- **What you need to do**:
Collect every line of the material below that contains the word "beach", matching case exactly.

---+---

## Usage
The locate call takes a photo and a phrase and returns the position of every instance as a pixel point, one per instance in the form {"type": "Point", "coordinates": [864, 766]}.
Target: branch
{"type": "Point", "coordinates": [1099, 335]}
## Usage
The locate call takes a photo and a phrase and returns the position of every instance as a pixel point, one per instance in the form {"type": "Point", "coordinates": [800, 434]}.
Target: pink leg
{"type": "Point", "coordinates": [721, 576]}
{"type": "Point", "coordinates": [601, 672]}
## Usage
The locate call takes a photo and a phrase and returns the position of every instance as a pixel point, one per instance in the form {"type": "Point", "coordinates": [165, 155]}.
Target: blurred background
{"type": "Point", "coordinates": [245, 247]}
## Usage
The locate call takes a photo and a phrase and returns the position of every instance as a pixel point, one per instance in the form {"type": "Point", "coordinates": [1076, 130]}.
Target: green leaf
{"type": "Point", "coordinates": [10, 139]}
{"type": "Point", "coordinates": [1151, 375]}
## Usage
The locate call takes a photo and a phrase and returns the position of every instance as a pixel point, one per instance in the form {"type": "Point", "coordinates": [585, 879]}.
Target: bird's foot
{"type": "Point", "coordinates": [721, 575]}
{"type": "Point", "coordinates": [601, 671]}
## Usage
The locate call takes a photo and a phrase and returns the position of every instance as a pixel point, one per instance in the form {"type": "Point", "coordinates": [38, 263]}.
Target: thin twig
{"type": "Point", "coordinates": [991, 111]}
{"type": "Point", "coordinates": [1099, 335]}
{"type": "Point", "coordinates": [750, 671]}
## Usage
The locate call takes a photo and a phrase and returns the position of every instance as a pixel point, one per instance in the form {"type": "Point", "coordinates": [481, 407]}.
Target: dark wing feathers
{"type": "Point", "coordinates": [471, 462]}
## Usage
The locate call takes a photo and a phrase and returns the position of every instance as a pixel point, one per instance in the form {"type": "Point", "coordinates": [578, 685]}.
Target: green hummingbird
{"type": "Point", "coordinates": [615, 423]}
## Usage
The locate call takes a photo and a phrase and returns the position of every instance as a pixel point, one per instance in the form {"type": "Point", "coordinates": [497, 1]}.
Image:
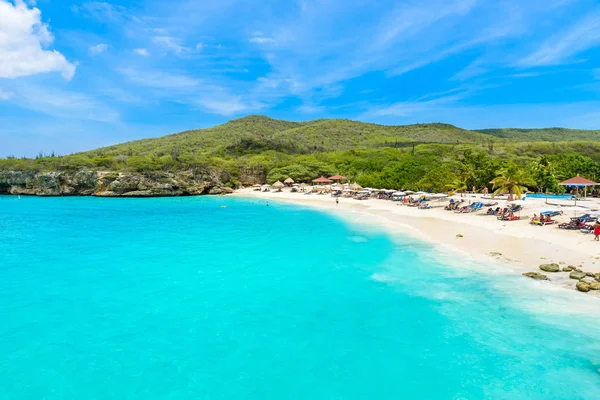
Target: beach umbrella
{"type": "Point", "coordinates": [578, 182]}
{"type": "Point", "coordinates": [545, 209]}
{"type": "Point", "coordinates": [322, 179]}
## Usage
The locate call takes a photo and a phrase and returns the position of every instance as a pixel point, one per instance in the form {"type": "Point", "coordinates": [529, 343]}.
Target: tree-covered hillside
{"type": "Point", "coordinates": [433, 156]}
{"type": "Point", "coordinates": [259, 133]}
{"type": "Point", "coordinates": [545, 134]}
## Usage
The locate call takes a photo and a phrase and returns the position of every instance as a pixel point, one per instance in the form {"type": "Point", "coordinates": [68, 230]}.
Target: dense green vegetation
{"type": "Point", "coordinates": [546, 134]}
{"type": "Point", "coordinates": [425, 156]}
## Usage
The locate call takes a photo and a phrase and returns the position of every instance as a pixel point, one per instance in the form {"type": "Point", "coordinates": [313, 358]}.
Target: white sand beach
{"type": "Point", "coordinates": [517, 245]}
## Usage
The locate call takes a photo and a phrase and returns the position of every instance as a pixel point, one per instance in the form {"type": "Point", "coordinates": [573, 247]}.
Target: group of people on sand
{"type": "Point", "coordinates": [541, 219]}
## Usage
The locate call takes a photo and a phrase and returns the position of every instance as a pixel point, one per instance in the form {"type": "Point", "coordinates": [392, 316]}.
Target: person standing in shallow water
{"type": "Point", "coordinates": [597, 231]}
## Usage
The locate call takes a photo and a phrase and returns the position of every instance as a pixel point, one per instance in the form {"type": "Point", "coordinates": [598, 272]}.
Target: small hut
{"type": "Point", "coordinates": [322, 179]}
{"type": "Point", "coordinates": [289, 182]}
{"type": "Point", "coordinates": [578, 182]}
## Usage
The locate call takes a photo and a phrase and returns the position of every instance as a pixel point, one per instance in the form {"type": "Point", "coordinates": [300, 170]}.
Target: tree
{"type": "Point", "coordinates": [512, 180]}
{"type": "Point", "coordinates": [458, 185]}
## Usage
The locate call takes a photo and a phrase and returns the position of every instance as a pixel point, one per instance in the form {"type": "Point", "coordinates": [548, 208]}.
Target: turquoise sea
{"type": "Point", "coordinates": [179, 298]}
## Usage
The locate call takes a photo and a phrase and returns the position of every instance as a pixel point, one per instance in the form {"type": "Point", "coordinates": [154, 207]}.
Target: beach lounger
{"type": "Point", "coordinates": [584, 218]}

---+---

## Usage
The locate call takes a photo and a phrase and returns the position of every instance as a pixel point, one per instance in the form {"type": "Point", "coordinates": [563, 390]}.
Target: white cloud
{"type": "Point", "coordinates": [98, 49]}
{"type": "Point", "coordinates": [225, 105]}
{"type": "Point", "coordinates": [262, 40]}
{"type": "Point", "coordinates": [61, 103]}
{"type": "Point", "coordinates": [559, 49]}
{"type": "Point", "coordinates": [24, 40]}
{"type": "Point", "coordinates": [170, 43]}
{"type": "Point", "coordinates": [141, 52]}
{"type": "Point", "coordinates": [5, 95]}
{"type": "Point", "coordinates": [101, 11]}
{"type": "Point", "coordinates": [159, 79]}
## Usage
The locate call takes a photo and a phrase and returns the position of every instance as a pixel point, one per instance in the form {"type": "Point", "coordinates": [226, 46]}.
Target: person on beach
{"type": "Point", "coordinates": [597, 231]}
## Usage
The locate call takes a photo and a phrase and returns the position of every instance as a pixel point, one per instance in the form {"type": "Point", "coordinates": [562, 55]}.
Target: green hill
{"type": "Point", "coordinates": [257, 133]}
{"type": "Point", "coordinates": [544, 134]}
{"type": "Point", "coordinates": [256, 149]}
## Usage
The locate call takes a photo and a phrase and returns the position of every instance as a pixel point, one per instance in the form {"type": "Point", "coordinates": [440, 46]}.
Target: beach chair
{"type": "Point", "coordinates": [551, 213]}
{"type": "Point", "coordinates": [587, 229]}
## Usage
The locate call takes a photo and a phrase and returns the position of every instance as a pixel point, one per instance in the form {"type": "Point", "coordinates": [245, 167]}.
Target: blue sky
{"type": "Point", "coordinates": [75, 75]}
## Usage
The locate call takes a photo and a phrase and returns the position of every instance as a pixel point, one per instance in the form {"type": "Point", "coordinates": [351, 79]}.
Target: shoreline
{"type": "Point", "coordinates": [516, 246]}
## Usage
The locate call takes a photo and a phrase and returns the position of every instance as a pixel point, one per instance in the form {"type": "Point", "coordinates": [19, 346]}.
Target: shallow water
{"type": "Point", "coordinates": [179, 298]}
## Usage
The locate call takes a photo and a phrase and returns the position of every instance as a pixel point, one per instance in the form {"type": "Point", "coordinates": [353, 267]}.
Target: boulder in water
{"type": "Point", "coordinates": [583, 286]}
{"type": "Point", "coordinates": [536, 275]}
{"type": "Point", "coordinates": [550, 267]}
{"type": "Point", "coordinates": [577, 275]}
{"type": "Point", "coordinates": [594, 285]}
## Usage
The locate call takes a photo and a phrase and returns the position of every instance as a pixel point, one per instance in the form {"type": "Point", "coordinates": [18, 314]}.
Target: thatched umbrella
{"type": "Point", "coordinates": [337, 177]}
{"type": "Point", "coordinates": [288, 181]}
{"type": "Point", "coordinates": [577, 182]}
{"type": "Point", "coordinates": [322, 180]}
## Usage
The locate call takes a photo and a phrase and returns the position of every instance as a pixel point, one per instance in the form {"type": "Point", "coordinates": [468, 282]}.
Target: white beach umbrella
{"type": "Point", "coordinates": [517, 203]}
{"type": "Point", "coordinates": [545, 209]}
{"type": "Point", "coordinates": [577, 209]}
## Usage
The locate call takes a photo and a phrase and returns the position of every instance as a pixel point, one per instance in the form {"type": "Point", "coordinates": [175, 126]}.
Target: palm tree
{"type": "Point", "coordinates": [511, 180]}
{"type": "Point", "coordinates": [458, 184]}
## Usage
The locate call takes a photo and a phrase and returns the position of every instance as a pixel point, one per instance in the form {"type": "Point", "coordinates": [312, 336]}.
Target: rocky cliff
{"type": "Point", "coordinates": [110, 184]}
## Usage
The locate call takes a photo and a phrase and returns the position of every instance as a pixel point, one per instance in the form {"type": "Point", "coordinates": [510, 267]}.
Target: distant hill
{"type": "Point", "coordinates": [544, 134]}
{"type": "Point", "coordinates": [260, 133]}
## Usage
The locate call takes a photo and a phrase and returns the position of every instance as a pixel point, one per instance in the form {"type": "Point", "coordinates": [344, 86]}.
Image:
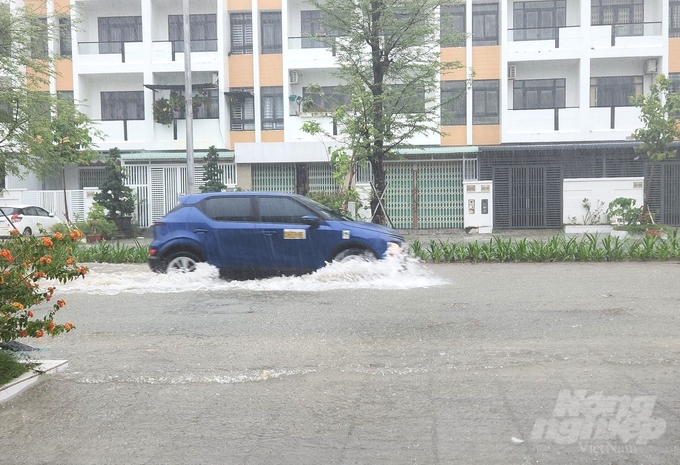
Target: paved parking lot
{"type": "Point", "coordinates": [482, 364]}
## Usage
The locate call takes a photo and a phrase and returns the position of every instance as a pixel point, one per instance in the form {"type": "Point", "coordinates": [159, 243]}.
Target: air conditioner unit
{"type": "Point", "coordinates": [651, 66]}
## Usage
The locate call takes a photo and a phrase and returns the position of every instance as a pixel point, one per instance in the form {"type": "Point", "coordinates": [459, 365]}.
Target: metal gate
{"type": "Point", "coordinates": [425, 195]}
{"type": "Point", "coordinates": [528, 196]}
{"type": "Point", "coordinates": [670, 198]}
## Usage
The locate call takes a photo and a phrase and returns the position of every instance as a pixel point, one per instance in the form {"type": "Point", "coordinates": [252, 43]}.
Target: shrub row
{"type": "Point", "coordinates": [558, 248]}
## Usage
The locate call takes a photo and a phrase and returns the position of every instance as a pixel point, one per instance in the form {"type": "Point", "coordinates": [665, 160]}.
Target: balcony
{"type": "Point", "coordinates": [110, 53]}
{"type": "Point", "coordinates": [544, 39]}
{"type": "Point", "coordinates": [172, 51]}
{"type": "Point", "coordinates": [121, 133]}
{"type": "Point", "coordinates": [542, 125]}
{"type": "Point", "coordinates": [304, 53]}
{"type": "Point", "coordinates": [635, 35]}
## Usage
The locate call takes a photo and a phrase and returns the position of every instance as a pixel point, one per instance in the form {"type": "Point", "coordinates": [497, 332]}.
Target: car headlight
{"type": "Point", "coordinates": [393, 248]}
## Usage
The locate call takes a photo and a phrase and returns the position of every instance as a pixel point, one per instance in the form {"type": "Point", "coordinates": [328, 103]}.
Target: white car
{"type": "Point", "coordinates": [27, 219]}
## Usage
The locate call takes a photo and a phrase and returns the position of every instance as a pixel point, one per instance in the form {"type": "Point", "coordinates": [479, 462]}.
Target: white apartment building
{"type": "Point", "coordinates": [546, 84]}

---+---

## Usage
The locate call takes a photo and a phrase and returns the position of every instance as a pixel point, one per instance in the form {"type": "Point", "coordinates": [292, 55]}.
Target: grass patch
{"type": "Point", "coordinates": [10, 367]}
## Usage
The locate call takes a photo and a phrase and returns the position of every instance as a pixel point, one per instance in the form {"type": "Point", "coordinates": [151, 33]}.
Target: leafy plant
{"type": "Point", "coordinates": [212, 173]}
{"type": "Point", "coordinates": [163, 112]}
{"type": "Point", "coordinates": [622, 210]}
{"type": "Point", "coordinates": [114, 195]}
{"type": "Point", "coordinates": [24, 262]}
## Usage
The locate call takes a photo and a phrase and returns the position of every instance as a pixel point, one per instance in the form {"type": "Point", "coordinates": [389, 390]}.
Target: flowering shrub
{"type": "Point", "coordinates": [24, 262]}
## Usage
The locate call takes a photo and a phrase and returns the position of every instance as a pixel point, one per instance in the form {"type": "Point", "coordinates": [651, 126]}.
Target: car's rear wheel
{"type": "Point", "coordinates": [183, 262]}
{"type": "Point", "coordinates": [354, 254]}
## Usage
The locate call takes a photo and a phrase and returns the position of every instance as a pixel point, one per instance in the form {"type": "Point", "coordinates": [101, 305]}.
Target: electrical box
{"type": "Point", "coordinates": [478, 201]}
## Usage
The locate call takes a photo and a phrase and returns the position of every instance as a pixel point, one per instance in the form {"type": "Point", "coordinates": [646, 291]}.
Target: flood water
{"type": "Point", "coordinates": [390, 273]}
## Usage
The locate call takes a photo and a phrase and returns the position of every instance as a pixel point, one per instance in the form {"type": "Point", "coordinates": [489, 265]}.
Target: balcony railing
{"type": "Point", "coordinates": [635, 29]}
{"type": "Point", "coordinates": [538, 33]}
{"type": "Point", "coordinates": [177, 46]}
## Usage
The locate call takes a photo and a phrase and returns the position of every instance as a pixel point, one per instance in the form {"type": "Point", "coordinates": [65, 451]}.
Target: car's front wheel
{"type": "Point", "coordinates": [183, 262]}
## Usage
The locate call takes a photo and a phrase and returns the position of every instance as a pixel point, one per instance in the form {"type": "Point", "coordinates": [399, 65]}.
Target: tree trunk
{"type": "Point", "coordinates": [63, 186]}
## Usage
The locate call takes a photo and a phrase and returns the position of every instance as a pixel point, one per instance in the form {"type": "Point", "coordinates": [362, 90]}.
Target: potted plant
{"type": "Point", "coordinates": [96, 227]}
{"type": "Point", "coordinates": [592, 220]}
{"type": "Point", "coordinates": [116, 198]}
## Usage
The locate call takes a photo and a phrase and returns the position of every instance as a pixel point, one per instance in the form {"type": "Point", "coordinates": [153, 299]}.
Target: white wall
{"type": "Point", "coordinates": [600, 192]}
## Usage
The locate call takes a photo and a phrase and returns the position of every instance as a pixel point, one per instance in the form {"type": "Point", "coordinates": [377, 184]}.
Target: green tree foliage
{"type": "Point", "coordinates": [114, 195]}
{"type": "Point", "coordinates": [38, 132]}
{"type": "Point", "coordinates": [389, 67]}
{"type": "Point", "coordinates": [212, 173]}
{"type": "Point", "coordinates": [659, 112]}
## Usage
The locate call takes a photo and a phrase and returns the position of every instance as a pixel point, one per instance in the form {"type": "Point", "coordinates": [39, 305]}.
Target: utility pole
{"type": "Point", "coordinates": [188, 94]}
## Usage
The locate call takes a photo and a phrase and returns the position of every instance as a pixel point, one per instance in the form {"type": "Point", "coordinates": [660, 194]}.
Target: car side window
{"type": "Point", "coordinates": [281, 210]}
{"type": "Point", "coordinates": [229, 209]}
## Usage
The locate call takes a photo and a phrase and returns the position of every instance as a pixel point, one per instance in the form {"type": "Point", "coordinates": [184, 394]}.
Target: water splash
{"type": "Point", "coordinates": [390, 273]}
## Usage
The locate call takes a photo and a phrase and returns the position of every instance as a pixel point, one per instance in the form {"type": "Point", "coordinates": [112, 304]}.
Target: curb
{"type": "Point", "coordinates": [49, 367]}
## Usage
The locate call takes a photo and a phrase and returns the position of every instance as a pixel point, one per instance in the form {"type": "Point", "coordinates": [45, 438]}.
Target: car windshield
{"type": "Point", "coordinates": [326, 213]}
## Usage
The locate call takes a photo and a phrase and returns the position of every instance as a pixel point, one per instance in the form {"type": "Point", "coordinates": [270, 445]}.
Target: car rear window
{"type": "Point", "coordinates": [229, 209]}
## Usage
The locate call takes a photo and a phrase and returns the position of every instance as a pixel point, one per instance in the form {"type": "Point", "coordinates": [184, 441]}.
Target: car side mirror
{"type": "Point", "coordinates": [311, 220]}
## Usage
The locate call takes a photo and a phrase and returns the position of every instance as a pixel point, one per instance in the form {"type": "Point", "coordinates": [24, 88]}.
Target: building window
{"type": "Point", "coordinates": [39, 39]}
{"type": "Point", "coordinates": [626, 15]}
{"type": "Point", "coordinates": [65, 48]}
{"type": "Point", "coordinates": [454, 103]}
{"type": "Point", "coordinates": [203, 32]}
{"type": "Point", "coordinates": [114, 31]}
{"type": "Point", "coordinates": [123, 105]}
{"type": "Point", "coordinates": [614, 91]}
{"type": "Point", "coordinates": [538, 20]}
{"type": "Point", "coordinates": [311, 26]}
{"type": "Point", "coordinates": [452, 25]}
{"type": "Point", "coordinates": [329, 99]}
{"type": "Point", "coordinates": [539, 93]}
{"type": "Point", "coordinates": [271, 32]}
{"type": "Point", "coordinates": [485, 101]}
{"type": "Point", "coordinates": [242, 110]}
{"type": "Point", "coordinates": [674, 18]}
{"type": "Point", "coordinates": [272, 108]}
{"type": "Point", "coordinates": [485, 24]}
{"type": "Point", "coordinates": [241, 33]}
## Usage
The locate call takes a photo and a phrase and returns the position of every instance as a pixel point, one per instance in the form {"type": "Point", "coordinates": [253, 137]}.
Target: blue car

---+---

- **Solution to the problem**:
Target: beach umbrella
Target: white sand beach
Target: beach lounger
Target: person on beach
Target: beach chair
Target: white beach umbrella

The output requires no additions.